- _GIVEN DATA_
## begin
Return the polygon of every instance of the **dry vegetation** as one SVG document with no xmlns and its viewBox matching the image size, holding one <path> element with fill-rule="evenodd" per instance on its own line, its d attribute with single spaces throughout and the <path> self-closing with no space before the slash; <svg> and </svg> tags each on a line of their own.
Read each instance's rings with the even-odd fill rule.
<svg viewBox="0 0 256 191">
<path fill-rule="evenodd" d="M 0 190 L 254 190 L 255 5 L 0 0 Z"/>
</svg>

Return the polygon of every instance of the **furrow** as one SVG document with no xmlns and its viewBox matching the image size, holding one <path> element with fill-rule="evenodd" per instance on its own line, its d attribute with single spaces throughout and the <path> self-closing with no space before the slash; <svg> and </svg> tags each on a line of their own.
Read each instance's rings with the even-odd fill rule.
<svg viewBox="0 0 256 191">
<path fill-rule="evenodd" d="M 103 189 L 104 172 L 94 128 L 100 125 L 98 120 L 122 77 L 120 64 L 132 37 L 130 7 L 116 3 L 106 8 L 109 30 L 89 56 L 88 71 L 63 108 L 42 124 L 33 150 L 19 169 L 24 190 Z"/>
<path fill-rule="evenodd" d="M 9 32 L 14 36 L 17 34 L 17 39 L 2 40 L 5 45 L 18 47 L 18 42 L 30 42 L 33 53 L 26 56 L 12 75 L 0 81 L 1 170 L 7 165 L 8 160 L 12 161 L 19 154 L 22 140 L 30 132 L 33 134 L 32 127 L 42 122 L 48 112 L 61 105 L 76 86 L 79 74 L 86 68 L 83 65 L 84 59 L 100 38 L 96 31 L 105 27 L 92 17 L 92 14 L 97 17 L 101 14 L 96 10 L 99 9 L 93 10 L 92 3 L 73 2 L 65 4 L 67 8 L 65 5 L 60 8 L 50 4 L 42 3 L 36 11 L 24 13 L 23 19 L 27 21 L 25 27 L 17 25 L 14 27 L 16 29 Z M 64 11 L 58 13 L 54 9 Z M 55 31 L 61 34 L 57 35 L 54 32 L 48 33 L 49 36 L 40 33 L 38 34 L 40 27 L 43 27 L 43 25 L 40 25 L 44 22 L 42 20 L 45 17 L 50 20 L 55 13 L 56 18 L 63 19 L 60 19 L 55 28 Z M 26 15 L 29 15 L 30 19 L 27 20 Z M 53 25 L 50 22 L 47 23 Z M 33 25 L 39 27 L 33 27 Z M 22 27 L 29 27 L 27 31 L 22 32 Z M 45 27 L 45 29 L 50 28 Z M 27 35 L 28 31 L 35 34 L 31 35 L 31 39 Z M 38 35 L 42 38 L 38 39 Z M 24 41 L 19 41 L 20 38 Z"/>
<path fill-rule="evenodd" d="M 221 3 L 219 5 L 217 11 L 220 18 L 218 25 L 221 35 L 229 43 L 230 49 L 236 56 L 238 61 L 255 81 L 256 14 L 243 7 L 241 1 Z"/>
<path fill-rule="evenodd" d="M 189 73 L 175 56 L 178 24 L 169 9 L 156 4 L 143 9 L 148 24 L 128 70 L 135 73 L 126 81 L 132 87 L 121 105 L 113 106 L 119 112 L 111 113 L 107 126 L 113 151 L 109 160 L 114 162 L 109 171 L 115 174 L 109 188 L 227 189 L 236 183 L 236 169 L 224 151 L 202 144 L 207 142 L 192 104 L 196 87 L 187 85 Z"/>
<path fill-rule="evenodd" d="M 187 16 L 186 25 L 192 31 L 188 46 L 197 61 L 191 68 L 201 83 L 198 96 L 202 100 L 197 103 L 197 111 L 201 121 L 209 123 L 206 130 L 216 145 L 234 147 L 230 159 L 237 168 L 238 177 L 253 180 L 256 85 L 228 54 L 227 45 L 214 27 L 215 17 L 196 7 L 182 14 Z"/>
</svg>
## end
- _WORK TO DO_
Extract all of the data above line for line, keeping every character unchanged.

- _RESPONSE TO THE TASK_
Return the polygon of every instance of the **dry vegetation** as one SVG document with no xmlns and its viewBox matching the image size, holding one <path> element with fill-rule="evenodd" per instance on its own line, its d attribute with single spaces throughout and the <path> self-closing with no space before the slash; <svg> and </svg> tags each on a line of their own.
Read each instance's rings with the even-odd fill rule.
<svg viewBox="0 0 256 191">
<path fill-rule="evenodd" d="M 0 190 L 254 190 L 255 5 L 0 0 Z"/>
</svg>

Return the polygon of every instance of the **furrow** as one SVG document with no xmlns and its viewBox matching the image size, holding one <path> element with fill-rule="evenodd" per instance on its own line, its d attribute with single spaces throughout and the <path> self-closing with no space before the slash; <svg> and </svg> tags each on a line of their own.
Read each instance's rings with the even-odd fill rule.
<svg viewBox="0 0 256 191">
<path fill-rule="evenodd" d="M 103 189 L 104 172 L 94 128 L 100 125 L 98 120 L 122 77 L 120 64 L 132 37 L 130 7 L 116 3 L 106 8 L 109 30 L 89 56 L 88 71 L 63 108 L 42 124 L 33 150 L 19 169 L 24 190 Z"/>
<path fill-rule="evenodd" d="M 9 32 L 14 36 L 17 34 L 17 39 L 2 40 L 5 45 L 18 47 L 18 42 L 30 42 L 33 53 L 26 56 L 12 75 L 0 81 L 1 170 L 7 165 L 8 160 L 12 161 L 19 154 L 22 140 L 30 132 L 33 134 L 32 127 L 42 122 L 48 112 L 61 105 L 76 86 L 79 74 L 86 68 L 83 65 L 84 59 L 100 38 L 96 31 L 105 27 L 92 17 L 92 14 L 97 17 L 101 14 L 96 10 L 99 9 L 93 10 L 92 3 L 73 2 L 65 4 L 67 8 L 65 5 L 60 8 L 50 4 L 42 3 L 36 11 L 24 13 L 23 19 L 27 21 L 25 27 L 17 25 L 14 27 L 16 29 Z M 64 11 L 58 13 L 54 9 Z M 55 31 L 61 34 L 57 35 L 54 32 L 48 33 L 49 36 L 40 33 L 38 34 L 40 27 L 43 27 L 43 25 L 40 25 L 44 22 L 42 20 L 45 17 L 50 20 L 55 13 L 56 18 L 63 19 L 60 19 L 55 28 Z M 26 15 L 29 15 L 30 19 L 27 20 Z M 53 25 L 50 22 L 47 23 Z M 33 25 L 39 27 L 33 27 Z M 22 27 L 29 27 L 27 31 L 22 32 Z M 45 27 L 45 29 L 50 28 Z M 27 35 L 28 31 L 35 34 L 31 35 L 31 39 Z M 38 35 L 42 38 L 38 39 Z M 24 41 L 19 41 L 20 38 Z"/>
<path fill-rule="evenodd" d="M 221 3 L 219 5 L 217 11 L 220 18 L 218 25 L 221 35 L 229 43 L 230 49 L 236 56 L 238 61 L 255 81 L 256 14 L 243 7 L 241 1 Z"/>
<path fill-rule="evenodd" d="M 189 73 L 175 56 L 178 24 L 169 9 L 156 4 L 143 9 L 148 24 L 128 70 L 135 73 L 126 81 L 132 87 L 121 105 L 113 106 L 119 112 L 111 113 L 107 126 L 113 151 L 109 160 L 114 162 L 109 171 L 115 174 L 109 188 L 227 189 L 236 183 L 236 169 L 224 151 L 202 144 L 207 142 L 192 104 L 196 87 L 187 85 Z"/>
<path fill-rule="evenodd" d="M 187 16 L 186 25 L 192 31 L 188 46 L 197 61 L 191 68 L 201 83 L 198 96 L 202 100 L 197 103 L 197 111 L 201 121 L 209 123 L 206 130 L 216 145 L 234 147 L 230 159 L 237 168 L 238 177 L 253 180 L 256 85 L 228 54 L 227 45 L 214 27 L 215 17 L 196 7 L 182 14 Z"/>
</svg>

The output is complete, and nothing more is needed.